== WHAT NEEDS TO BE DONE ==
State how many lines of the entries below hold the word "every"; reply with nothing but the number.

Region pointing data
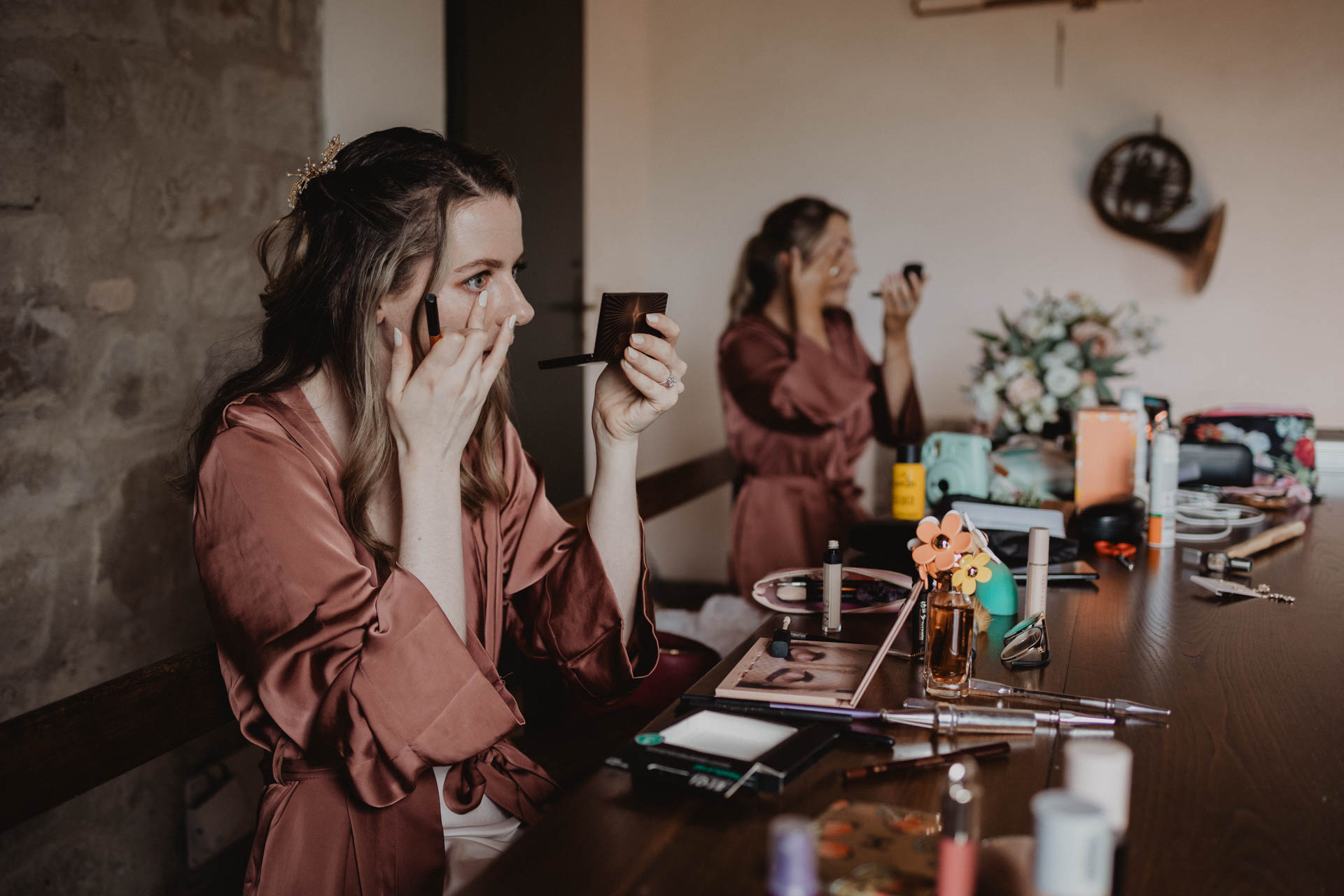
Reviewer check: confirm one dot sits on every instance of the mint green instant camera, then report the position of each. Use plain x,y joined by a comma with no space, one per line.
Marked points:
956,464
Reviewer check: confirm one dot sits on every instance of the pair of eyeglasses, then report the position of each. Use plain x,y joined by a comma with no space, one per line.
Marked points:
1027,644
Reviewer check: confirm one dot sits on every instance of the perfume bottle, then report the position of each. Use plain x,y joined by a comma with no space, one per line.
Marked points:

== SOLUTION TO THIS TASK ==
3